■ What needs to be done
Please rewrite the entries below, from the line with "Please tag the ibex head" up to and including the last line of the entries, with all lines and requests kept in full and 85 added to each point coordinate in the answers.

---------- Exercise inputs ----------

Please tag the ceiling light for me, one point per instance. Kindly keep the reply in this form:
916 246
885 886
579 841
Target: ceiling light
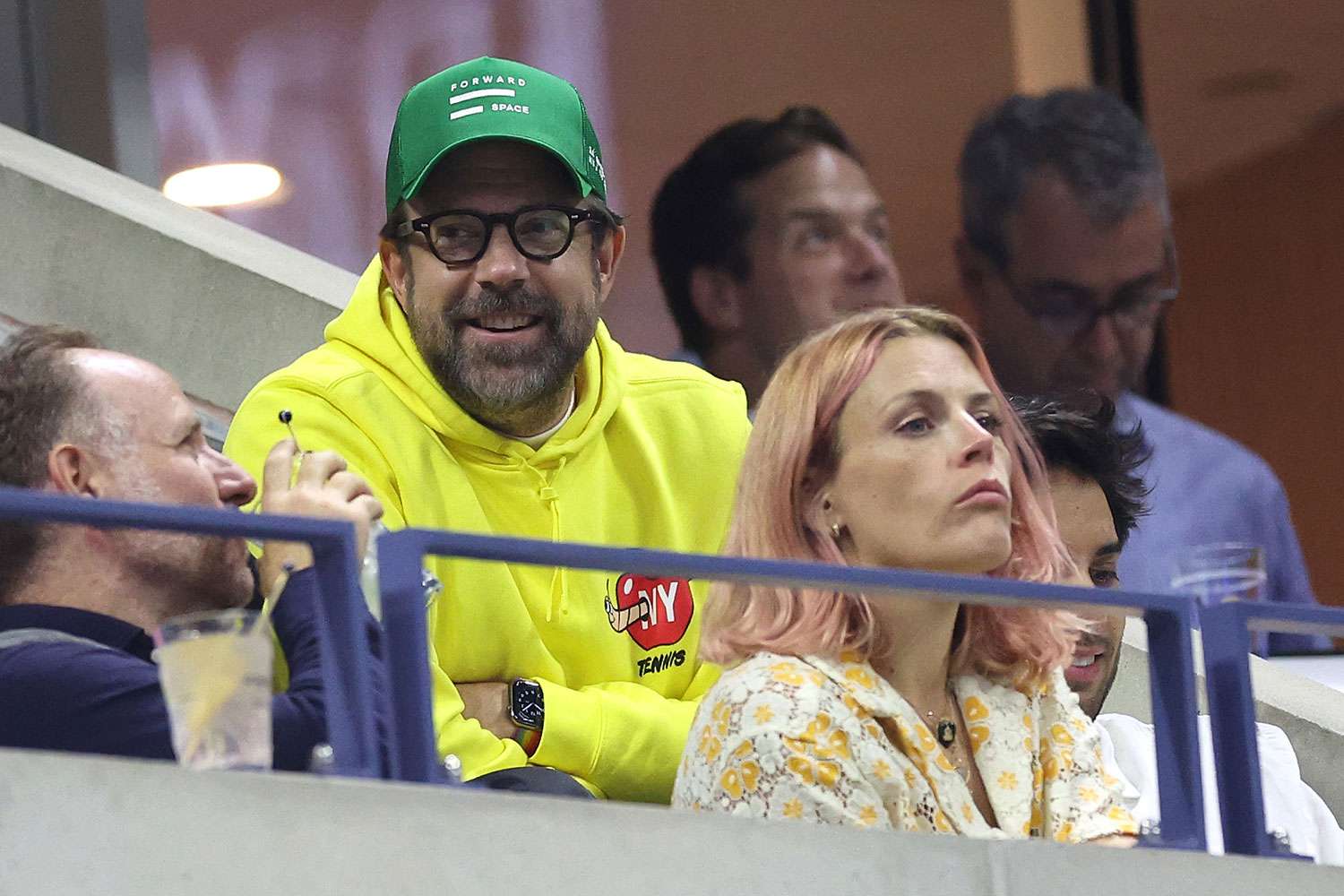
215 185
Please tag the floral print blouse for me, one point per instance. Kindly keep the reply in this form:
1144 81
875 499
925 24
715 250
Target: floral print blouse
808 737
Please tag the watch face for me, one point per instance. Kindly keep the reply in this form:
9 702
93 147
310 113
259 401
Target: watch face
526 704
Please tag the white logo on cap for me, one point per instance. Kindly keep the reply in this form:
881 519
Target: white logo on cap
596 164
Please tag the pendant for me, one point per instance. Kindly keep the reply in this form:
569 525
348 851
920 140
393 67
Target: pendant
946 732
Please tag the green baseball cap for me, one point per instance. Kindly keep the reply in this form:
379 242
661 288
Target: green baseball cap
491 99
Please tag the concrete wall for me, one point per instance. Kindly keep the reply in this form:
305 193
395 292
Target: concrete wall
112 826
1309 713
215 304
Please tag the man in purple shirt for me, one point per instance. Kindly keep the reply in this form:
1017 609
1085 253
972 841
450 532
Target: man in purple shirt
77 602
1066 254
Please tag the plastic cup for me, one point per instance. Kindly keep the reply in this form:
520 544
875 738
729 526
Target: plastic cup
1220 573
215 669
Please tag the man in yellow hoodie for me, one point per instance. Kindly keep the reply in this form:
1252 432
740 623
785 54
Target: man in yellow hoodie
473 386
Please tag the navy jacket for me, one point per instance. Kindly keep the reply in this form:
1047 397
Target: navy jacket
105 697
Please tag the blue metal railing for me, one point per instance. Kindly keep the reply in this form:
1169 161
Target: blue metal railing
1169 619
410 739
1231 708
346 676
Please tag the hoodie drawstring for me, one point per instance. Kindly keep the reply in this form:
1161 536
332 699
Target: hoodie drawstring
550 497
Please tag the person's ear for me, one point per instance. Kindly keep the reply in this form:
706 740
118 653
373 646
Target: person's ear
394 269
74 470
717 297
607 258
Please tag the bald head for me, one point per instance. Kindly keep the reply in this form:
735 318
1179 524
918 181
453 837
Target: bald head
80 419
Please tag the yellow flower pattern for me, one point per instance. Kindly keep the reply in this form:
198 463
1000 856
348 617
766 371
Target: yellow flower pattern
828 740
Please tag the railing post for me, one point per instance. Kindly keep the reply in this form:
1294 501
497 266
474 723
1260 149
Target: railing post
400 557
1171 669
351 720
1231 708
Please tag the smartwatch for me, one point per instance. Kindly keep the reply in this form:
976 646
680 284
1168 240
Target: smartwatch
526 705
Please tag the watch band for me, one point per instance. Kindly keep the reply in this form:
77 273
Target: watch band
529 740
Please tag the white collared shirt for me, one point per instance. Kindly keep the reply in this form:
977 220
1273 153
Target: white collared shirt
1289 804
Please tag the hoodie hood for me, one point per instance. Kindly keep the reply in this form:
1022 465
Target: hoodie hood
374 331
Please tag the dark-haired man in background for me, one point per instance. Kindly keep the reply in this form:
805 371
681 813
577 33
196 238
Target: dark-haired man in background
1098 497
766 233
1067 257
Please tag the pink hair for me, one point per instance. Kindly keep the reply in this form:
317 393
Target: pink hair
793 452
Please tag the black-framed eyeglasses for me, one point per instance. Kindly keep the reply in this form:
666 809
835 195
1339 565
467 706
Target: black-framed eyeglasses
461 236
1066 311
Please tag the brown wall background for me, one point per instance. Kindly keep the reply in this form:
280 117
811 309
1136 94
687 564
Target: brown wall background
1260 207
1257 333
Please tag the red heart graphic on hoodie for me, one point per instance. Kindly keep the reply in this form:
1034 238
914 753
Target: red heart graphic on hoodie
653 611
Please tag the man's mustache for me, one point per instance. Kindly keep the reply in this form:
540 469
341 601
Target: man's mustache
515 301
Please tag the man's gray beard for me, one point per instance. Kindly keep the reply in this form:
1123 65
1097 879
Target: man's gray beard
204 571
496 382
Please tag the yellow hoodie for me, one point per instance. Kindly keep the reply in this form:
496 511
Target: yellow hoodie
648 458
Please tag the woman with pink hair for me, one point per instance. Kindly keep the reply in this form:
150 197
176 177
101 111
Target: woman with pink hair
884 441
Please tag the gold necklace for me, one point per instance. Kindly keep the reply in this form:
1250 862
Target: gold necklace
945 732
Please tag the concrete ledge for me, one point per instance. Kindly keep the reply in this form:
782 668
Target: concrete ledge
82 825
215 304
1309 713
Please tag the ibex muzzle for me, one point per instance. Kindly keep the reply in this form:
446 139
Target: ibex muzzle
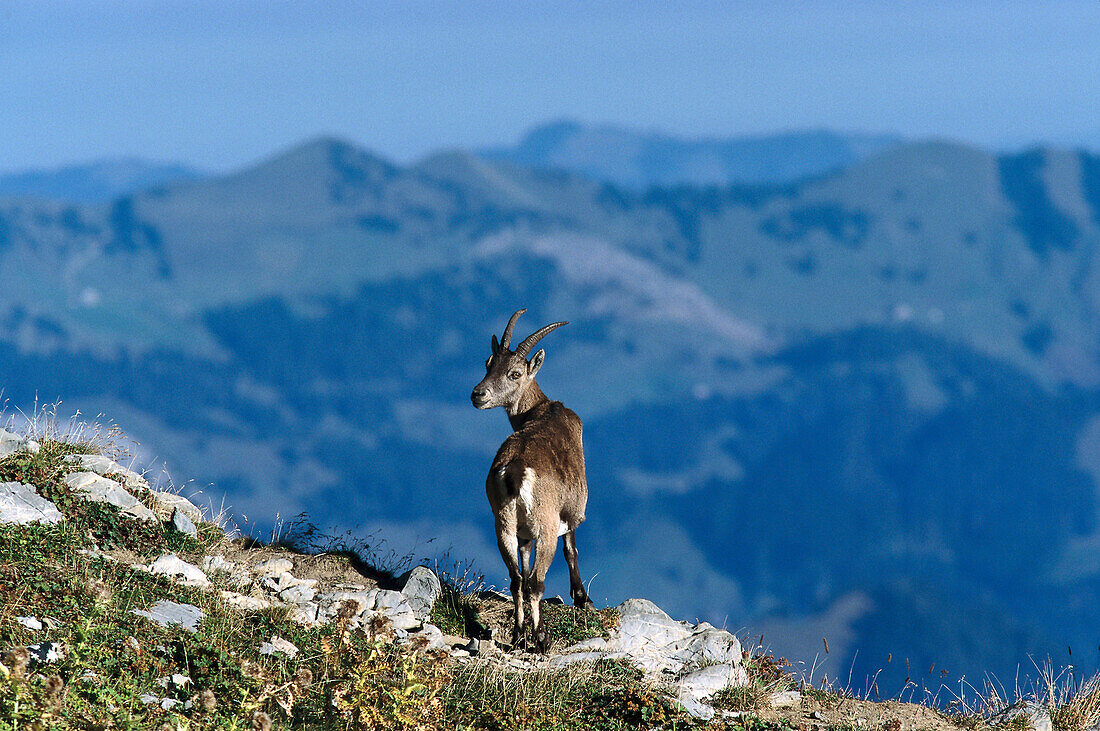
536 486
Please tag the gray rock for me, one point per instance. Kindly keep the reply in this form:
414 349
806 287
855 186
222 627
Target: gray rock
1036 713
183 523
278 644
20 504
30 622
273 566
12 443
645 629
103 465
708 646
167 613
784 698
245 602
92 487
46 652
704 683
422 588
329 602
298 594
172 565
429 634
697 709
395 606
165 504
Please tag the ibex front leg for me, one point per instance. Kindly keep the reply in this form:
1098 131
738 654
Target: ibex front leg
575 585
546 545
509 551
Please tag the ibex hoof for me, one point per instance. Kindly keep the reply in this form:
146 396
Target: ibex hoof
541 642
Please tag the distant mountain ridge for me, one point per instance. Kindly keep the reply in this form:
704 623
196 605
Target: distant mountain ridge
95 183
843 407
642 159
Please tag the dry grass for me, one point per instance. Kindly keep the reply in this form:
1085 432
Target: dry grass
1073 705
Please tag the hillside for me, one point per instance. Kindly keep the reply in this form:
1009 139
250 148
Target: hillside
860 407
95 183
125 606
645 159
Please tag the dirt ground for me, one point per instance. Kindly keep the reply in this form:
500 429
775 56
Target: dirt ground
813 715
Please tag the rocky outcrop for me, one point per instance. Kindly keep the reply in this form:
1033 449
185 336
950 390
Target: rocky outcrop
12 444
21 504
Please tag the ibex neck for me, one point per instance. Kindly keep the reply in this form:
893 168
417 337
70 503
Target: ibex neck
520 411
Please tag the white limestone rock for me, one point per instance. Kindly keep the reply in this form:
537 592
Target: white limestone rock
278 644
13 443
244 601
1036 715
175 567
20 504
299 593
168 613
30 622
165 504
395 606
45 653
422 588
273 567
92 487
103 466
183 523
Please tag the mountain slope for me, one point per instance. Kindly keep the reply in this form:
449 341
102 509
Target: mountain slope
644 159
820 399
95 183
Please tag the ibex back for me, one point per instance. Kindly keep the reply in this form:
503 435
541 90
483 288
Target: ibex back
536 486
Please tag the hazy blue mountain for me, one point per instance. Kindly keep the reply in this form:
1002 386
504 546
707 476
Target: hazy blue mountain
95 183
641 159
864 406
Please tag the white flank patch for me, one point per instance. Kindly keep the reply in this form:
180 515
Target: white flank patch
527 490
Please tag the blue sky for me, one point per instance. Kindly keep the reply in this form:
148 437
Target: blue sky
221 84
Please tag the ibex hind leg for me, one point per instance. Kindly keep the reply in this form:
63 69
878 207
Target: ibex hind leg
575 585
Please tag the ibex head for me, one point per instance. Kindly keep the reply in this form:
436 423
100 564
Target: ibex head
509 373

----------

■ Written solution
Please tag the ibex head for me, one point per instance. Kindly keep the reply in this form:
436 423
100 564
Target: ibex head
594 458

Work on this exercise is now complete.